◆ JOB 1
Retype the rows word for word, starting at the line containing "# test: mark the black hockey" and ending at the line containing "point(478, 136)", with both of those lines included.

◆ SOURCE DOCUMENT

Re: Keep elog(ERROR) and ereport(ERROR) calls in the cold path

Robert Haas <robertmhaas@gmail.com>

From: Robert Haas <robertmhaas@gmail.com>
To: David Rowley <dgrowleyml@gmail.com>
Cc: PostgreSQL Developers <pgsql-hackers@lists.postgresql.org>
Date: 2020-06-25T15:53:28Z
Lists: pgsql-hackers
On Wed, Jun 24, 2020 at 9:51 PM David Rowley <dgrowleyml@gmail.com> wrote:
> $ pgbench -n -f pg-tpch/queries/q01.sql -T 120 tpch
>
> Which is about a 1.42% increase in performance. That's not exactly
> groundbreaking, but pretty useful to have if that happens to apply
> across the board for execution performance.
>
> For pgbench -S:
>
> My results were a bit noisier than the TPCH test, but the results I
> obtained did show about a 10% increase in performance:

This is pretty cool, particularly because it affects single-client
performance. It seems like a lot of ideas people have had about
speeding up pgbench performance - including me - have improved
performance under concurrency at the cost of very slightly degrading
single-client performance. It would be nice to claw some of that back.

◆ JOB 2
In the mailing-list message, what increase in performance did the pgbench -S results show?

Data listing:
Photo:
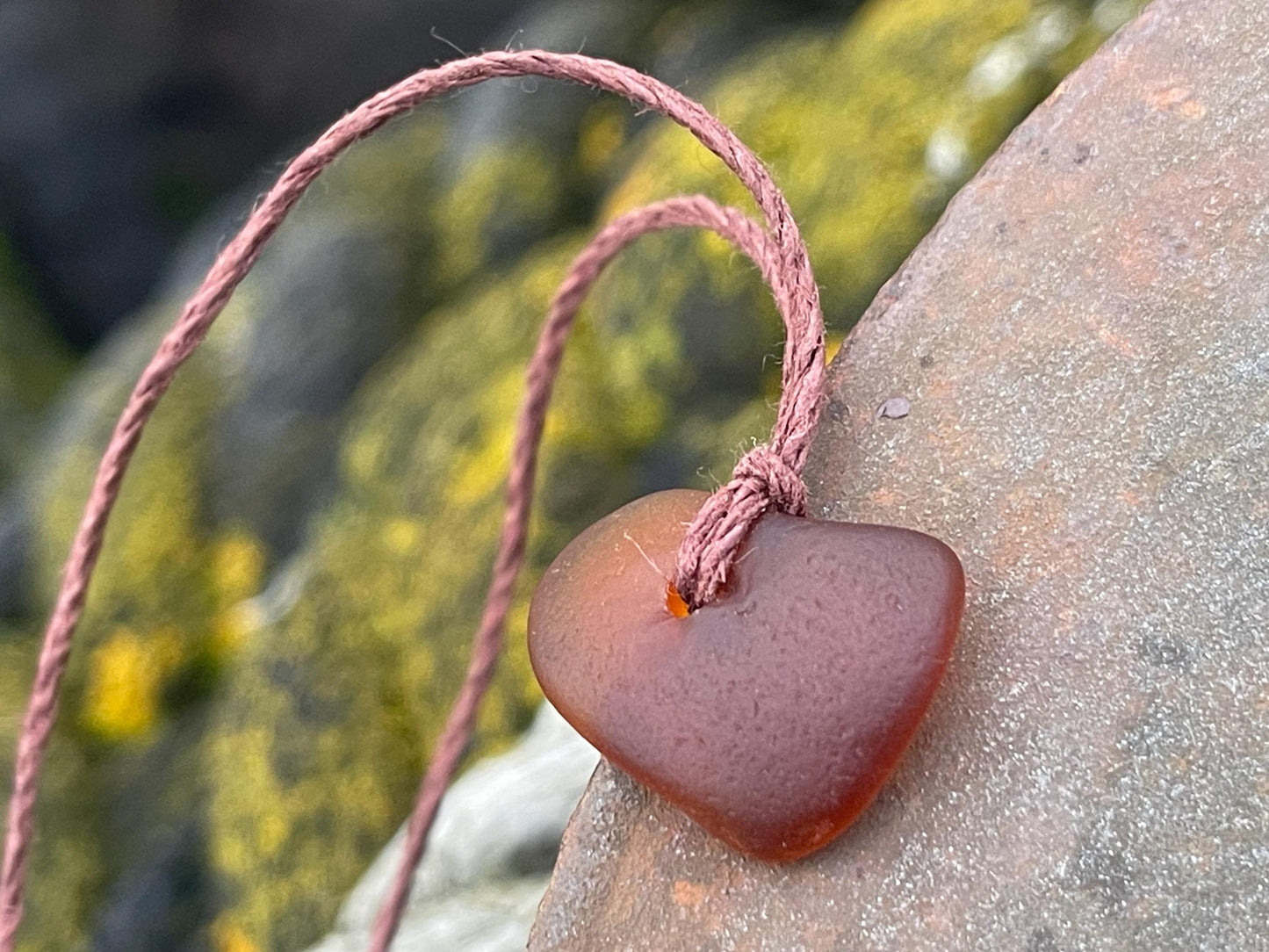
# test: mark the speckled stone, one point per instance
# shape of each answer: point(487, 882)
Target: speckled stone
point(1084, 347)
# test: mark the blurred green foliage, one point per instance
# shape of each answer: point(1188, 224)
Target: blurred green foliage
point(285, 702)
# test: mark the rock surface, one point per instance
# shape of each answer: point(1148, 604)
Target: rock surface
point(340, 444)
point(489, 855)
point(1084, 344)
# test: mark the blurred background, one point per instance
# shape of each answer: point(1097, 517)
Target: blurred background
point(282, 610)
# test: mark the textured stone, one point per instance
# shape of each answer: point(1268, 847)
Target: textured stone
point(328, 689)
point(1084, 342)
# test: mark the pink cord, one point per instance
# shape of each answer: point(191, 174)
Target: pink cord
point(689, 211)
point(767, 476)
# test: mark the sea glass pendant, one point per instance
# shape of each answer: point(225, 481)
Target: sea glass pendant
point(773, 715)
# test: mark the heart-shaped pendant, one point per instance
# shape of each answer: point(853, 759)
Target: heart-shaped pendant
point(773, 715)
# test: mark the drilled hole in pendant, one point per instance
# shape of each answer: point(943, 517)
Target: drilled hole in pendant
point(674, 602)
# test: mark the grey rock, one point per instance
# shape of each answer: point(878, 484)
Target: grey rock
point(490, 852)
point(1084, 342)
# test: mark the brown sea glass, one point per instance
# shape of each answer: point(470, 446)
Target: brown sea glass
point(773, 715)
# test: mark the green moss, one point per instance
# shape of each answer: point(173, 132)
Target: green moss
point(870, 133)
point(330, 689)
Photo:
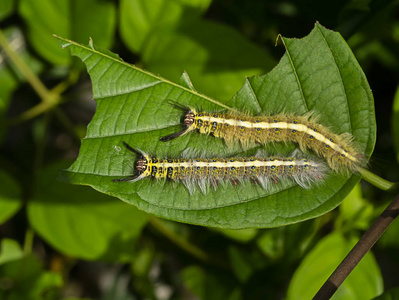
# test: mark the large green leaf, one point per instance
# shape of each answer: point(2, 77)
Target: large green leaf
point(23, 277)
point(364, 282)
point(6, 8)
point(75, 19)
point(83, 223)
point(317, 73)
point(138, 18)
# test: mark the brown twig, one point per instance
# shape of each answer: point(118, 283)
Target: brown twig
point(359, 250)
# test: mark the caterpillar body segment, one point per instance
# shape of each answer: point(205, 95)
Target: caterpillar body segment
point(206, 172)
point(338, 150)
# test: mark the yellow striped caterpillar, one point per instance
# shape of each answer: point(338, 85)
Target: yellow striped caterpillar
point(206, 172)
point(338, 150)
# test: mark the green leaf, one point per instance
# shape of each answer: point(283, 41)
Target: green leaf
point(82, 223)
point(138, 18)
point(217, 57)
point(395, 123)
point(78, 20)
point(318, 73)
point(364, 282)
point(10, 250)
point(26, 279)
point(10, 197)
point(6, 8)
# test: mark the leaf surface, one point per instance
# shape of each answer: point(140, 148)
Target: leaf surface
point(75, 19)
point(83, 223)
point(317, 73)
point(364, 282)
point(10, 197)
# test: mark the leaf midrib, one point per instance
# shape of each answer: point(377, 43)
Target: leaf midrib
point(89, 49)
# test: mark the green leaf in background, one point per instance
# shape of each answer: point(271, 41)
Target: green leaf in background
point(10, 197)
point(391, 294)
point(288, 242)
point(25, 278)
point(217, 57)
point(355, 212)
point(209, 285)
point(241, 235)
point(318, 73)
point(6, 8)
point(10, 77)
point(78, 20)
point(138, 18)
point(10, 250)
point(364, 282)
point(395, 123)
point(83, 223)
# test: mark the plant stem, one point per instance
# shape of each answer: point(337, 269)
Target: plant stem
point(378, 181)
point(359, 250)
point(28, 243)
point(26, 72)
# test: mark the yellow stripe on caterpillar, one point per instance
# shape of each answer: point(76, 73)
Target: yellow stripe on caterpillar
point(205, 172)
point(338, 150)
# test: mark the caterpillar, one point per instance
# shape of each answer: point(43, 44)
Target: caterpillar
point(338, 150)
point(206, 172)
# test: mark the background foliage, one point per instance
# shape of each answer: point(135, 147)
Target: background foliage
point(64, 241)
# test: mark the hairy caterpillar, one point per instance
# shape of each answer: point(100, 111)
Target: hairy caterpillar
point(212, 171)
point(338, 150)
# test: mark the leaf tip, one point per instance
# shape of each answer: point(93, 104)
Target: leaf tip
point(64, 43)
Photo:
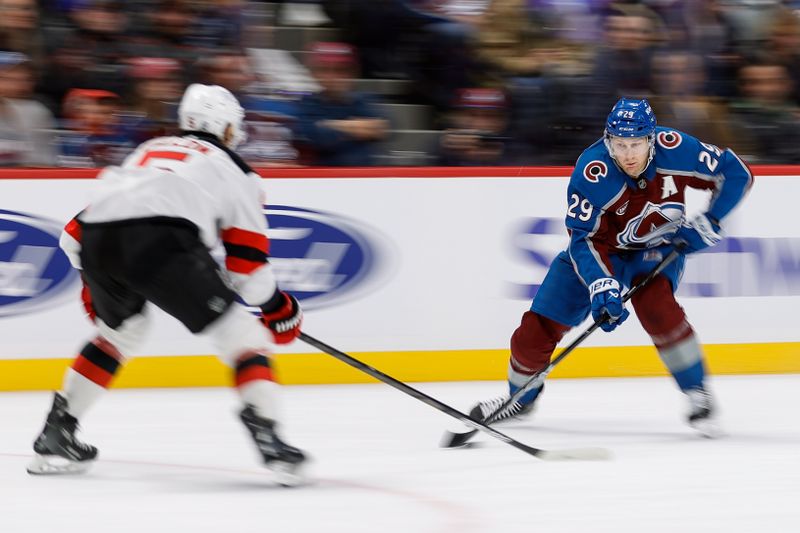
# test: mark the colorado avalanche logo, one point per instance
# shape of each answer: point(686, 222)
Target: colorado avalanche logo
point(652, 226)
point(594, 170)
point(669, 139)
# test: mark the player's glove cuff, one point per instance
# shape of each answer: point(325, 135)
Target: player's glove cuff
point(603, 285)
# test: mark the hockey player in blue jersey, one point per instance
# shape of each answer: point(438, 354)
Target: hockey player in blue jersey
point(625, 212)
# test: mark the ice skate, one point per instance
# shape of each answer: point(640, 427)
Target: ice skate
point(57, 449)
point(284, 460)
point(702, 416)
point(514, 412)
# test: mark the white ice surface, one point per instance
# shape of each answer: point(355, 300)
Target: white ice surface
point(179, 461)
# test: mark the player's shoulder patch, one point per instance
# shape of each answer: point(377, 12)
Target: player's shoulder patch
point(595, 170)
point(669, 139)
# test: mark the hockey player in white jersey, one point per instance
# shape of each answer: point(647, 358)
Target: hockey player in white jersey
point(146, 240)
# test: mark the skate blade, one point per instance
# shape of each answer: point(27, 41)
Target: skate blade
point(288, 474)
point(52, 465)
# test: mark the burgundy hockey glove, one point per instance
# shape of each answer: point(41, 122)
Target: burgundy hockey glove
point(697, 234)
point(283, 316)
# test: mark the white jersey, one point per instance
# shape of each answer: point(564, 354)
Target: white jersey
point(194, 178)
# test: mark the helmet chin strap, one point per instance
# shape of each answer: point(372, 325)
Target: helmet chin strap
point(233, 136)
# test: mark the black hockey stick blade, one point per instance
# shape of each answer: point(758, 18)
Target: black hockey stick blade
point(546, 455)
point(452, 439)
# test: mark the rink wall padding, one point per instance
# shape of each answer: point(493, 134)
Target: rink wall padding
point(422, 273)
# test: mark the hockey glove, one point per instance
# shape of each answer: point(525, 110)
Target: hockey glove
point(607, 306)
point(282, 316)
point(697, 234)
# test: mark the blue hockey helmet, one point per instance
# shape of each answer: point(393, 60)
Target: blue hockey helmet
point(631, 117)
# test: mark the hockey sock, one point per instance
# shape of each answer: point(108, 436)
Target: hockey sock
point(664, 319)
point(515, 382)
point(254, 382)
point(90, 375)
point(684, 360)
point(533, 342)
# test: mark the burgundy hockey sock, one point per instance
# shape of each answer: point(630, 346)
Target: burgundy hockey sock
point(533, 342)
point(660, 314)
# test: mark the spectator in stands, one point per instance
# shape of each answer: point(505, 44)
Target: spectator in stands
point(157, 88)
point(89, 54)
point(96, 134)
point(679, 99)
point(337, 127)
point(396, 40)
point(765, 118)
point(783, 46)
point(20, 30)
point(268, 125)
point(26, 126)
point(478, 136)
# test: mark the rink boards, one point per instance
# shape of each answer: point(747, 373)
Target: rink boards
point(420, 272)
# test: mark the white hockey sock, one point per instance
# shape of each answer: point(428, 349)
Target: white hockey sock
point(262, 394)
point(81, 393)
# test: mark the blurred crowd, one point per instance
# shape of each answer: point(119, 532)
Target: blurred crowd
point(504, 82)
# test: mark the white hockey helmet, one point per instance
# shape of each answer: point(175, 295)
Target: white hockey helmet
point(211, 108)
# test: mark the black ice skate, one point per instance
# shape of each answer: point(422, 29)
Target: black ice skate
point(284, 460)
point(57, 449)
point(702, 413)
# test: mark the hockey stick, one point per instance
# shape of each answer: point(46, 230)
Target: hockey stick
point(548, 455)
point(454, 440)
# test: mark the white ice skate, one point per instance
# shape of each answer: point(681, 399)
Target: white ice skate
point(702, 413)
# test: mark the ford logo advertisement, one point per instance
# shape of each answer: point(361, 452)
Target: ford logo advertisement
point(34, 272)
point(324, 258)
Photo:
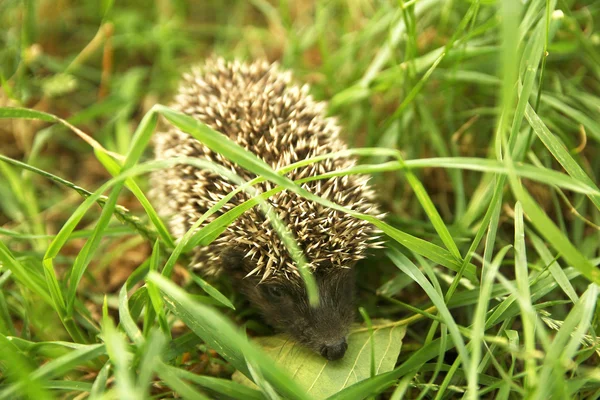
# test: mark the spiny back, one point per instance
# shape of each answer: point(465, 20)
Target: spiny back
point(257, 106)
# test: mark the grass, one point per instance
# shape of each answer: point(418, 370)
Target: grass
point(476, 120)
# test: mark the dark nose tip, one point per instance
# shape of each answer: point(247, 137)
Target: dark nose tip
point(335, 351)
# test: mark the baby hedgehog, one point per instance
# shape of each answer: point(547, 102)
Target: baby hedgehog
point(257, 106)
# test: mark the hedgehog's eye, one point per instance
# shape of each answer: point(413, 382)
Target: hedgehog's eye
point(275, 292)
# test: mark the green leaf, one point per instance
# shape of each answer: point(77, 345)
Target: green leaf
point(221, 335)
point(322, 378)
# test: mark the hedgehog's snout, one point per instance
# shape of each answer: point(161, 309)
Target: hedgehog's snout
point(334, 351)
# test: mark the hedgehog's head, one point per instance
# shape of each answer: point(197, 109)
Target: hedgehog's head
point(283, 302)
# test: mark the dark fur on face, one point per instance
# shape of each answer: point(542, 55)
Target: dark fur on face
point(284, 304)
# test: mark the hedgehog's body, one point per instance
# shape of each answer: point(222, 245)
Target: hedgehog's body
point(256, 106)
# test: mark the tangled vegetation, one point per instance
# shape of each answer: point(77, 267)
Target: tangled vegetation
point(477, 120)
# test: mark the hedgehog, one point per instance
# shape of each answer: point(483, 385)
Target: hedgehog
point(259, 107)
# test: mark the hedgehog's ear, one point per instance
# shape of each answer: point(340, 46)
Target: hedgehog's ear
point(232, 262)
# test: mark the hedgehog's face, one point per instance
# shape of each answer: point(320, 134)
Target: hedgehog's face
point(284, 304)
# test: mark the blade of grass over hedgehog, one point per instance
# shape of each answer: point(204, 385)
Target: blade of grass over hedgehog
point(234, 152)
point(220, 334)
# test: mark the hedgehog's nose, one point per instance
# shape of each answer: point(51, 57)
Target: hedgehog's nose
point(335, 351)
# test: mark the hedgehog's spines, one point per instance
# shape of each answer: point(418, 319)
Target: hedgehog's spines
point(257, 106)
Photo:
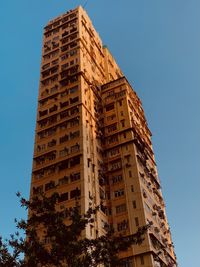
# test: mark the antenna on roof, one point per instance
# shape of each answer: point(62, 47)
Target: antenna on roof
point(85, 3)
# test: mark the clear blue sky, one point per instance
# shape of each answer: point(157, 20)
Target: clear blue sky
point(157, 45)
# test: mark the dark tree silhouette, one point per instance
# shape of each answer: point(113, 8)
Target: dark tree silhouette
point(52, 237)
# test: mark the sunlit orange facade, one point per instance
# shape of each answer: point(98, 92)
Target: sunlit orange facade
point(92, 142)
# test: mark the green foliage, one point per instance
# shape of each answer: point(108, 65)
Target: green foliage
point(66, 247)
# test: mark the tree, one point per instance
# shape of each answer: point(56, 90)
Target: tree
point(52, 237)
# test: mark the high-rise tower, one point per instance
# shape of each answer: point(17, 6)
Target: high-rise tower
point(92, 142)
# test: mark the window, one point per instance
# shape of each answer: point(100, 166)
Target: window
point(74, 177)
point(119, 193)
point(63, 180)
point(134, 204)
point(123, 123)
point(122, 225)
point(121, 208)
point(75, 148)
point(136, 221)
point(112, 128)
point(73, 90)
point(64, 138)
point(63, 197)
point(110, 107)
point(75, 193)
point(49, 185)
point(117, 178)
point(132, 188)
point(142, 260)
point(115, 165)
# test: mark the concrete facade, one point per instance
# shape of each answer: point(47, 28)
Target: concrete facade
point(92, 142)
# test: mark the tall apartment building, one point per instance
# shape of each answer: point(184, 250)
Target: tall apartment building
point(92, 142)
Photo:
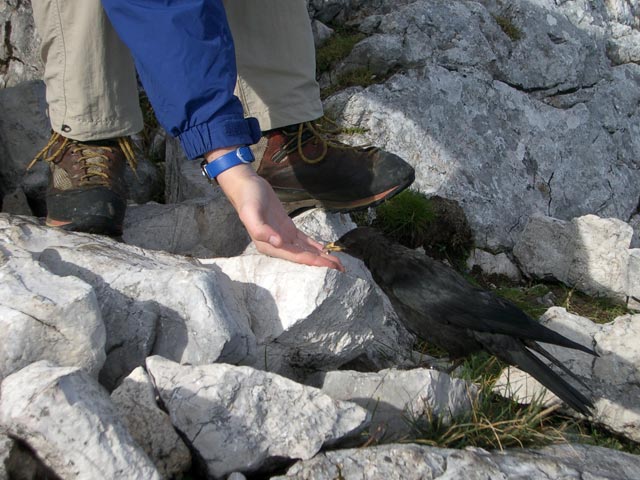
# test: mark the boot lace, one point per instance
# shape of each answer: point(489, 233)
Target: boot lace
point(322, 132)
point(93, 159)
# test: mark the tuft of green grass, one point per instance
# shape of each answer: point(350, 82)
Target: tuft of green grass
point(406, 218)
point(358, 77)
point(493, 422)
point(598, 309)
point(508, 27)
point(527, 298)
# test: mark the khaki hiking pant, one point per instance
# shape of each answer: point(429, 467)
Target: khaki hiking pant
point(90, 77)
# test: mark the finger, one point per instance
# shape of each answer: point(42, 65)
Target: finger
point(298, 255)
point(258, 229)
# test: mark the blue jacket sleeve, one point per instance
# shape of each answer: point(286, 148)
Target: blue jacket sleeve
point(185, 58)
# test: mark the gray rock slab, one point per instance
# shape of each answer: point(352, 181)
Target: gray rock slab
point(67, 418)
point(413, 462)
point(241, 419)
point(612, 378)
point(150, 427)
point(490, 264)
point(589, 253)
point(45, 316)
point(151, 302)
point(20, 49)
point(399, 400)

◆ WORKED SOLUTION 1
# test: mark the black hockey stick blade, one point per instance
# shape of each answer: point(758, 18)
Target: black hockey stick blade
point(546, 455)
point(452, 439)
# test: mark the rink wall padding, one point per instance
# shape of each answer: point(493, 134)
Target: rink wall padding
point(422, 273)
# test: mark the hockey glove, one point per instance
# shape of each answer: point(525, 110)
Target: hockey glove
point(607, 306)
point(282, 316)
point(697, 234)
# test: mark the blue hockey helmet, one point per instance
# shape of each answer: point(393, 60)
Target: blue hockey helmet
point(631, 117)
# test: mark the hockey sock, one point per instance
# shape of each answer: point(108, 436)
Target: hockey sock
point(664, 319)
point(515, 382)
point(254, 382)
point(90, 375)
point(684, 360)
point(533, 342)
# test: mark the burgundy hockey sock, one point per instance
# shape of each answer: point(630, 346)
Target: burgundy hockey sock
point(533, 342)
point(660, 314)
# test: mark the spectator in stands, one point per instance
# shape of each answer: point(505, 44)
Target: spectator in stands
point(157, 88)
point(89, 54)
point(96, 134)
point(679, 99)
point(337, 127)
point(396, 40)
point(765, 118)
point(783, 46)
point(20, 30)
point(268, 125)
point(26, 126)
point(478, 136)

◆ WORKED SOLUTION 2
About a 10% increase in performance.